Text excerpt:
________
Backgrounder: National Organ and Tissue Donation Awareness Week
National Organ and Tissue Donation Awareness Week (NOTDAW) raises awareness about the critical need for more donors across the country and encourages Canadians to register their decision and to talk to their loved ones about organ donation.
In 2022, National Organ and Tissue and Awareness Donation Week will take place April 24-30.
Canadian Blood Services honours NOTDAW through an awareness campaign developed in collaboration with a national Public Education and Awareness Committee that includes members of each provincial organ donation organization in Canada.
Green ribbons, and green-lit landmarks, pop up across Canada during NOTDAW to honour the donors and donor families who gave the gift of life. They also acknowledge the thousands of patients in need of a transplant and those who have died waiting. Canadians are reminded to register their intent to donate and to discuss their wishes with family and friends. Visit organtissuedonation.ca to find out how to become an organ donor in your province.
Bill C-202, enacting National Organ and Tissue Donation Awareness Week in Canada was passed unanimously by the Senate Committee on Social Affairs, Science, and Technology on Feb. 4, 1997. The bill was brought forward by former Liberal Member of Parliament Dan McTeague. The last full week of April was chosen to mark the occasion and to commemorate the death of Stuart Herriott, a toddler killed in a motor vehicle incident in McTeague’s riding of Pickering-Scarborough East. Parents of two-and-a-half-year-old Herriott donated his organs and, in turn, helped to save and improve the lives of four others. McTeague says the intent of the bill was to encourage education and awareness about donation and allow Parliament to take a leadership role in addressing the scarcity of organs and thinking about those who die every year waiting for a transplant.
________
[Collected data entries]
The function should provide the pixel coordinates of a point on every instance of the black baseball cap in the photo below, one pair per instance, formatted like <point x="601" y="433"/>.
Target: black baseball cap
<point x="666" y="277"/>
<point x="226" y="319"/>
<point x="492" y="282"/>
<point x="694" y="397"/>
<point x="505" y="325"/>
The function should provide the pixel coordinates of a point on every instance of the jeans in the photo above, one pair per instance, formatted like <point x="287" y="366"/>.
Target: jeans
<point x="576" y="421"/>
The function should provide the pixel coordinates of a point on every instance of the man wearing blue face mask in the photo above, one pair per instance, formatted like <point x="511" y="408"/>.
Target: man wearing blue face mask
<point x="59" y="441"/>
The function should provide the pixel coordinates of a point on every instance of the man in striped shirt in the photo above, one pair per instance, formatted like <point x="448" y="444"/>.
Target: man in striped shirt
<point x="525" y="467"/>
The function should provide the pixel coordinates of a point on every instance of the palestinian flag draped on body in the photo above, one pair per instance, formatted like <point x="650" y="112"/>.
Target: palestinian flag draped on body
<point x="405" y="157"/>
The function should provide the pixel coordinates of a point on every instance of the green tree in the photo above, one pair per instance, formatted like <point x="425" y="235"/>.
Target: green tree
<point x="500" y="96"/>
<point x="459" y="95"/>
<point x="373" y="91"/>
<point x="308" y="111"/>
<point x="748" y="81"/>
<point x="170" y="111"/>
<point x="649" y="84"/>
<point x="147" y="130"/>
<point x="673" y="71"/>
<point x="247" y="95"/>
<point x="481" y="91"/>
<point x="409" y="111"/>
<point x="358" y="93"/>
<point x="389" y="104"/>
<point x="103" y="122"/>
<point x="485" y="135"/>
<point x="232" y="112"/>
________
Exercise description:
Answer these questions about the awareness week backgrounder, one per line:
1. On what date did the Senate Committee on Social Affairs, Science, and Technology pass Bill C-202?
2. What color are the ribbons that appear across Canada during NOTDAW?
3. How many other people did Stuart Herriott's donated organs help?

Solved problem:
1. Feb. 4, 1997
2. Green
3. Four